* OEFENINGSDOEL *
Wat kregen de wandelaars volgens de blogtekst over de Dodentocht aan de aankomst in plaats van de traditionele ananas?

* GEGEVEN TEKST *
Blog: Dodentocht

Vrijdag 26 augustus 2011, 12:27

10000 mensen staan elk jaar in Bornem aan de start van de Dodentocht, een wandeling van 100 km die binnen de 24 uur moet afgelegd worden, zodat er geen tijd is voor slaap of lange pauzes. Dit jaar stond ik ook aan de start, samen met Andy en Warren die uit Leeds waren afgekomen om de uitdaging aan te gaan. Waarom? Goh. Na 90 km stond er iemand langs het parcours de lijdende wandelaars te treiteren dat we dit vrijwillig, voor het plezier deden. Ons gevoel voor zwarte humor had de 90 km gelukkig nog net overleefd, maar het plezier was al lang verdwenen. Maar plezier is dan ook niet wat je ertoe aanspoort om die pijnlijke laatste 10 km nog af te leggen; dat gaat op pure wilskracht, om toch maar de eigen grenzen te verleggen en zo de zure voldoening van een succesvolle Dodentocht te kunnen proeven. Aldus strompelden we om half negen zaterdagavond over de eindstreep, aangemoedigd door supporters die, al sinds de aankomst opende in de vroege ochtend, staan te applaudisseren, al even onvermoeibaar als de wandelaars zelf. De ananas die iedere wandelaar traditioneel als beloning krijgt aan de aankomst, bleef achterwege wegens een mislukte ananasoogst, en we moesten ons tevreden stellen met een gladiool. Maar ach, dat kon ons al lang niets meer schelen.

* AANGELEVERDE GEGEVENS *
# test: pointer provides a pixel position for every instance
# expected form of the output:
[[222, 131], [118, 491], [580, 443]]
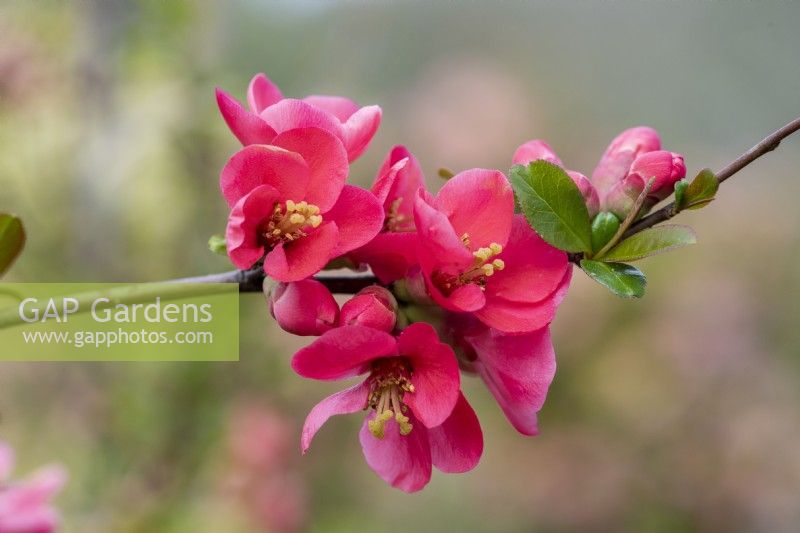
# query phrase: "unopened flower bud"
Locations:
[[303, 307], [589, 193], [620, 154], [604, 227], [533, 151], [373, 307], [666, 167]]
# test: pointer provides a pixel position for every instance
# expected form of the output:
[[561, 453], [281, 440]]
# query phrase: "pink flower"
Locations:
[[289, 201], [537, 149], [476, 256], [374, 307], [394, 250], [517, 369], [25, 506], [270, 114], [304, 307], [419, 417], [630, 161]]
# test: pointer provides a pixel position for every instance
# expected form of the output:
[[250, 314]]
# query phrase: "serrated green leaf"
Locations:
[[703, 187], [651, 241], [553, 205], [680, 195], [604, 227], [625, 281], [12, 240], [217, 244]]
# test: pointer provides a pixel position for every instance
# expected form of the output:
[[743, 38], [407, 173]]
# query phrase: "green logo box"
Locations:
[[119, 322]]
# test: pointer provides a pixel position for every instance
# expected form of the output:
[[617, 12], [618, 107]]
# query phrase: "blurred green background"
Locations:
[[677, 412]]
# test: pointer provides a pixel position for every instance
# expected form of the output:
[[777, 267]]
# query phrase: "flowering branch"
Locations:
[[765, 146], [252, 280]]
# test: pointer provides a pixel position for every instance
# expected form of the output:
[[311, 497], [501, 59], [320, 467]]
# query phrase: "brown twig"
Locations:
[[252, 280], [766, 145]]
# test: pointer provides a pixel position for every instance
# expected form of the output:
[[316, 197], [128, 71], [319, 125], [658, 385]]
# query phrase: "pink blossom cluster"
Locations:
[[25, 505], [466, 285]]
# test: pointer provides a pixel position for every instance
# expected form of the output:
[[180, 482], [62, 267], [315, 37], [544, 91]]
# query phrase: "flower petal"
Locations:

* ANTWOORD OP OEFENING *
Ze kregen een gladiool.